FRAGMENT TEKSTU —
☆ ☆ ☆ ☆ ☆ ☆ ☆

A to ja raczej o ciemniejszych, ta dwudziesta nie może być
''posttesarrowka'', za jasna.
--
pozdrawia Adam
różne takie tam: www.smialek.prv.pl
/porażka na maxa, żenua, polewka, a ja jestem kul-gostek, spox no i szacun!/
-
19. Data: 2010-07-15 11:10:47
Temat: Re: Wspolczucia kotleciarzom filmowym
Od: Jakub Jewuła <b...@s...com.pl>
Użytkownik "Roger from Cracow" <r...@s...pl> napisał w
wiadomości news:i1mk5s$il6$1@usenet.news.interia.pl...
>> Nie zgodze sie do konca z takim twierdzeniem. Jestesmy niestety po
>> prostu przyzwyczajeni do oklepanych produkcji kamerunskich i do tego
>> ze mlodzi wymuszaja chec posiadania 4 godzin spoconych ale znajomych
>> twarzy na plycie. A ja znam osobiscie kameruna, ktory po prostu nie
>> nudzi swoim produktem koncowym. Gosc oprocz latania z duza kamera
>> porozstawial w rogach sali
> [...]
> odpowiedz jest jak zwykle banalna, do video potrzeba fachowca to raz
> i nie za 1000zl ani nawet raczej za 2000zl to dwa. To samo z fotografia
> człowiek musi sie znać, umieć i cenić = dobra jakość :)

☆ ☆ ☆ ☆ ☆ ☆ ☆

PODANE REKORDY —

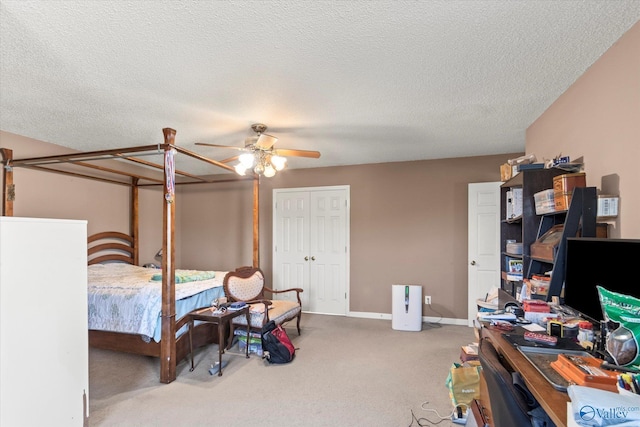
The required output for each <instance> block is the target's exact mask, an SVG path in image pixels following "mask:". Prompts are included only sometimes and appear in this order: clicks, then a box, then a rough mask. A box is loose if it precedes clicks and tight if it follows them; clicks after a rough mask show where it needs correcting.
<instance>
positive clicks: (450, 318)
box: [347, 311, 469, 326]
mask: <svg viewBox="0 0 640 427" xmlns="http://www.w3.org/2000/svg"><path fill="white" fill-rule="evenodd" d="M347 317H361V318H363V319H385V320H391V319H392V316H391V314H390V313H367V312H363V311H350V312H349V313H347ZM422 322H423V323H442V324H443V325H458V326H469V321H468V320H467V319H453V318H451V317H429V316H422Z"/></svg>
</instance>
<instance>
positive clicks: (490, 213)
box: [467, 182, 501, 326]
mask: <svg viewBox="0 0 640 427" xmlns="http://www.w3.org/2000/svg"><path fill="white" fill-rule="evenodd" d="M500 184H501V183H500V182H483V183H478V184H469V208H468V209H469V220H468V221H469V231H468V233H469V235H468V240H469V249H468V251H469V264H468V287H469V291H468V295H469V297H468V299H469V301H468V305H469V308H468V311H467V313H468V318H469V326H473V320H474V319H475V318H476V314H477V313H478V306H477V304H476V300H477V299H478V298H484V297H485V296H486V295H487V292H489V291H490V290H491V288H493V287H496V286H499V285H500Z"/></svg>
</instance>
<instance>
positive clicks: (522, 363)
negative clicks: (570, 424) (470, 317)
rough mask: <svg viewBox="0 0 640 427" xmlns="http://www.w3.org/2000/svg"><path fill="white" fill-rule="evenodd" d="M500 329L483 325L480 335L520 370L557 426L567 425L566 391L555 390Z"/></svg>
mask: <svg viewBox="0 0 640 427" xmlns="http://www.w3.org/2000/svg"><path fill="white" fill-rule="evenodd" d="M501 335H502V331H500V330H498V329H493V328H492V327H491V326H488V327H483V328H482V332H481V336H482V338H488V339H490V340H491V343H492V344H493V346H494V347H495V348H496V350H497V351H498V353H500V354H502V356H504V358H505V360H506V361H507V363H508V364H509V365H510V366H511V368H512V369H513V370H514V371H518V372H520V375H522V378H524V381H525V383H526V384H527V387H528V388H529V390H530V391H531V393H532V394H533V395H534V396H535V398H536V399H537V400H538V402H539V403H540V406H542V408H543V409H544V410H545V411H546V413H547V414H548V415H549V417H550V418H551V420H553V422H554V423H555V424H556V426H557V427H566V426H567V402H570V400H569V396H568V395H567V393H564V392H561V391H558V390H556V389H555V388H554V387H553V386H552V385H551V384H550V383H549V381H547V380H546V378H545V377H543V376H542V375H541V374H540V372H538V370H537V369H536V368H535V367H534V366H533V365H532V364H531V363H530V362H529V361H528V360H527V359H526V358H525V357H524V356H523V355H522V353H520V352H519V351H518V349H516V348H514V347H513V346H511V344H510V343H509V342H508V341H507V340H505V339H504V338H502V336H501ZM489 399H491V396H489Z"/></svg>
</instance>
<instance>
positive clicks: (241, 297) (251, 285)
mask: <svg viewBox="0 0 640 427" xmlns="http://www.w3.org/2000/svg"><path fill="white" fill-rule="evenodd" d="M264 283H265V280H264V273H263V272H262V270H260V269H259V268H254V267H240V268H238V269H236V270H235V271H230V272H228V273H227V274H226V276H225V277H224V281H223V286H224V292H225V295H226V297H227V300H228V302H234V301H244V302H246V303H247V304H250V305H251V308H250V315H251V316H250V317H251V327H250V329H251V331H252V332H256V333H261V332H262V327H263V326H264V325H265V324H266V323H267V322H268V321H269V320H273V321H274V322H275V323H276V325H281V324H283V323H284V322H288V321H290V320H293V319H295V318H297V322H296V326H297V328H298V335H300V318H301V316H302V301H301V300H300V293H301V292H302V289H300V288H292V289H285V290H282V291H277V290H274V289H270V288H268V287H266V286H265V284H264ZM266 292H268V293H270V294H272V295H275V294H284V293H290V292H295V296H296V300H297V301H288V300H270V299H268V298H267V297H266V296H265V293H266ZM246 325H247V319H246V318H245V317H244V316H239V317H236V318H234V319H233V320H232V323H231V327H232V330H231V334H233V330H234V329H235V326H245V327H246ZM232 336H233V335H232ZM232 341H233V340H229V344H231V342H232Z"/></svg>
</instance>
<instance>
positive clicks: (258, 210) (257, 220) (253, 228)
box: [253, 176, 260, 268]
mask: <svg viewBox="0 0 640 427" xmlns="http://www.w3.org/2000/svg"><path fill="white" fill-rule="evenodd" d="M259 217H260V176H258V177H257V178H254V180H253V267H254V268H259V267H260V222H259Z"/></svg>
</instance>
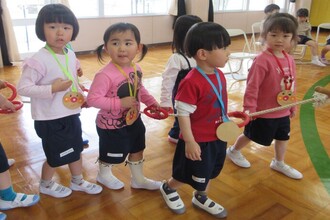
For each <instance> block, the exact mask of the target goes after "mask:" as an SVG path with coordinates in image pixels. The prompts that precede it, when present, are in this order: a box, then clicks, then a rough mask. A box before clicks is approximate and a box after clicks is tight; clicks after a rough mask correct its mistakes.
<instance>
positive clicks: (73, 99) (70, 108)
mask: <svg viewBox="0 0 330 220" xmlns="http://www.w3.org/2000/svg"><path fill="white" fill-rule="evenodd" d="M62 102H63V105H64V106H65V107H67V108H68V109H76V108H80V107H81V106H82V104H84V102H85V98H84V96H83V95H82V94H81V93H79V92H72V91H70V92H67V93H65V95H64V96H63V99H62Z"/></svg>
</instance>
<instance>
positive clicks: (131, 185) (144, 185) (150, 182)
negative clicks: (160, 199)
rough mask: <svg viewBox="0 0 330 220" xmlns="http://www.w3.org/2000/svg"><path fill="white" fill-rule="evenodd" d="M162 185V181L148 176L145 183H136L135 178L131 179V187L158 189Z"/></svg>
mask: <svg viewBox="0 0 330 220" xmlns="http://www.w3.org/2000/svg"><path fill="white" fill-rule="evenodd" d="M161 185H162V182H161V181H155V180H151V179H148V178H144V182H143V183H136V182H135V181H134V179H133V178H132V180H131V187H132V188H134V189H147V190H158V189H159V188H160V186H161Z"/></svg>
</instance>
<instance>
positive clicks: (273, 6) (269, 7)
mask: <svg viewBox="0 0 330 220" xmlns="http://www.w3.org/2000/svg"><path fill="white" fill-rule="evenodd" d="M280 9H281V8H280V6H278V5H277V4H269V5H267V6H266V7H265V9H264V12H265V14H267V13H269V12H272V11H274V10H280Z"/></svg>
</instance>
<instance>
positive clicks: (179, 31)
mask: <svg viewBox="0 0 330 220" xmlns="http://www.w3.org/2000/svg"><path fill="white" fill-rule="evenodd" d="M202 21H203V20H202V19H201V18H200V17H198V16H196V15H182V16H180V17H178V18H177V20H176V21H175V24H174V30H173V42H172V52H178V53H179V52H180V53H183V51H184V47H183V43H184V38H185V37H186V34H187V32H188V30H189V28H190V27H191V26H192V25H194V24H196V23H198V22H202Z"/></svg>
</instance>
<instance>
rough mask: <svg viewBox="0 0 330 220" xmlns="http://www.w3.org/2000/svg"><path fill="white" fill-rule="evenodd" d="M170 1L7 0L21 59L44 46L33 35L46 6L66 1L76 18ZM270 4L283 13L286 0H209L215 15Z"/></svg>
mask: <svg viewBox="0 0 330 220" xmlns="http://www.w3.org/2000/svg"><path fill="white" fill-rule="evenodd" d="M171 1H172V0H7V1H6V2H7V6H8V8H9V12H10V14H11V17H12V23H13V26H14V32H15V34H16V40H17V43H18V45H19V47H18V48H19V53H20V54H21V58H22V59H24V58H25V57H26V56H27V55H29V54H31V53H34V52H35V51H37V50H38V49H39V48H41V47H42V46H43V45H44V42H41V41H40V40H39V39H38V38H37V37H36V35H35V19H36V17H37V15H38V12H39V10H40V9H41V8H42V7H43V6H44V5H45V4H50V3H59V2H67V3H69V5H70V8H71V10H72V11H73V12H74V13H75V15H76V16H77V18H78V19H79V18H98V17H116V16H126V17H127V16H132V15H134V16H135V15H155V14H167V13H168V8H169V5H170V3H171ZM270 3H275V4H278V5H279V6H280V7H281V8H283V9H284V10H283V11H286V4H287V3H288V0H213V7H214V11H215V12H219V11H220V12H228V11H246V10H248V11H259V10H260V11H262V10H263V9H264V8H265V6H266V5H268V4H270Z"/></svg>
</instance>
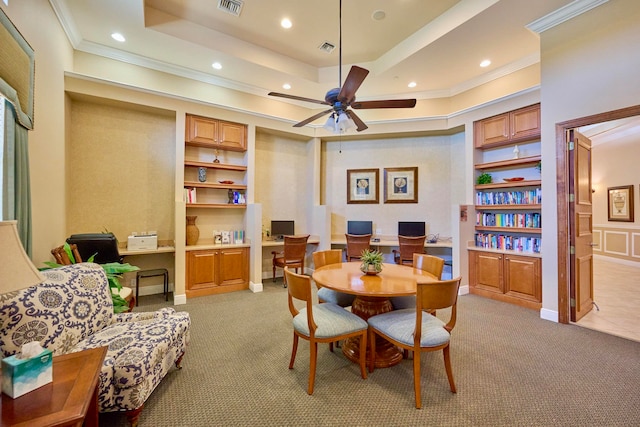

☆ ☆ ☆ ☆ ☆ ☆ ☆

TREŚĆ ZADANIA —
Pociągnij dalej dyskusję z grupy dyskusyjnej o filmowcach i fotografach, zaczynając zaraz po jej ostatnim zdaniu. Rekordy nie mają tu żadnego znaczenia.

ODPOWIEDŹ —
Guzik tam.
"znać, umieć i cenić" = wysoka cena ;)
Dobra jakosc nie jest funkcja ceny,
a cena gwarancja jakosci.
J.
-
20. Data: 2010-07-15 18:56:59
Temat: Re: Wspolczucia kotleciarzom filmowym
Od: "Roger from Cracow" <r...@s...pl>
>
> Guzik tam.
>
> "znać, umieć i cenić" = wysoka cena ;)
>
> Dobra jakosc nie jest funkcja ceny,
> a cena gwarancja jakosci.
ale ktos kto sie slabo ceni to raczej fachowcem nie jest :)
zwlaszcza w segmencie rynku uslugowym. raczej...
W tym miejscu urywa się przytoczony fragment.